[Entries taken from a collection]

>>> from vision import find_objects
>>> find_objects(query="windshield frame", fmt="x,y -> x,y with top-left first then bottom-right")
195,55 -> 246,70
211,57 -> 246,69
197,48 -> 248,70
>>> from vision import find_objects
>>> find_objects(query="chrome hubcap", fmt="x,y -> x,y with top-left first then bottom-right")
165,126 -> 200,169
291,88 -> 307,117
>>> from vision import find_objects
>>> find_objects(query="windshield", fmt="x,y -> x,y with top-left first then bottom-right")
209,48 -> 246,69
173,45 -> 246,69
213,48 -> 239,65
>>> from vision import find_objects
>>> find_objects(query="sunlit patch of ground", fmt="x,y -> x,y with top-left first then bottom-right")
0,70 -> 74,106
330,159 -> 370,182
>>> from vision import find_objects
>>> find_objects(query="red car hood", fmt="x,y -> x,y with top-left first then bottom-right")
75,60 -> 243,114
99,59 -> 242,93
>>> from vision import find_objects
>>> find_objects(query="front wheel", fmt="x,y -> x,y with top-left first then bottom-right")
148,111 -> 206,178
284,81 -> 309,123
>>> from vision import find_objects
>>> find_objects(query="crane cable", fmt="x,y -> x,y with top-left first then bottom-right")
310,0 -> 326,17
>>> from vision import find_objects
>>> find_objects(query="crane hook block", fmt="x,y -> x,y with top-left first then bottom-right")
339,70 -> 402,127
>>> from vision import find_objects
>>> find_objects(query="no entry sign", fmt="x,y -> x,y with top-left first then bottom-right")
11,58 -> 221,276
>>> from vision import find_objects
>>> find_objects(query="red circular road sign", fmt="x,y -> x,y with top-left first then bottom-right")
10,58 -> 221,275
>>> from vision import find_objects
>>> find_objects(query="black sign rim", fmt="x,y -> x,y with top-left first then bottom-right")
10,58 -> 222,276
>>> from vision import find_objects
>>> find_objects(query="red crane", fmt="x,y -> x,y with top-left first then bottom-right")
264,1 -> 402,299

=== Task ===
Your reply must repeat the entries above exactly and in full.

=== Solution to the problem ===
>>> from vision import find_objects
>>> find_objects(query="windshield frame", fmt="x,y -> x,y with top-left first then bottom-right")
195,55 -> 246,70
211,57 -> 246,69
197,48 -> 248,70
>>> from vision import find_objects
>>> find_objects(query="chrome hubcap", fmt="x,y -> x,y with top-left first then bottom-right")
165,126 -> 200,169
291,88 -> 307,117
>>> from vision import find_objects
>>> find_objects(query="windshield", fmt="x,y -> x,y with top-left first then bottom-right")
209,48 -> 246,69
173,45 -> 246,69
213,48 -> 239,65
>>> from vision import find_objects
>>> find_objects(query="sunlit patch of ground", fmt="x,y -> x,y with top-left first then bottom-right")
0,70 -> 74,106
330,159 -> 370,182
>>> from vision import find_objects
>>> find_objects(query="red car hood", fmt="x,y -> x,y with top-left first then bottom-right")
75,60 -> 243,114
99,59 -> 242,93
>>> from vision import find_objects
>>> find_objects(query="front wheel", fmt="x,y -> x,y with top-left first then bottom-right")
148,111 -> 206,178
284,81 -> 309,123
>>> from vision import find_objects
>>> find_objects(query="crane cable", fmt="x,y -> x,y with top-left first then bottom-right")
310,0 -> 326,17
>>> from vision import find_objects
>>> find_objects(query="crane hook block", fmt="x,y -> x,y with top-left first then bottom-right")
339,70 -> 402,127
>>> from vision import find_objects
>>> find_objects(query="no entry sign", fmt="x,y -> x,y with top-left first then bottom-right")
11,58 -> 221,276
>>> from vision import find_objects
>>> find_objects(query="red circular road sign", fmt="x,y -> x,y with top-left first then bottom-right")
10,58 -> 221,275
>>> from vision import find_objects
>>> find_objects(query="black sign rim", fmt="x,y -> x,y with top-left first then bottom-right")
10,58 -> 222,276
>>> from vision import find_objects
>>> find_objects(query="red crane", fmt="x,y -> x,y with top-left first then bottom-right")
264,1 -> 402,299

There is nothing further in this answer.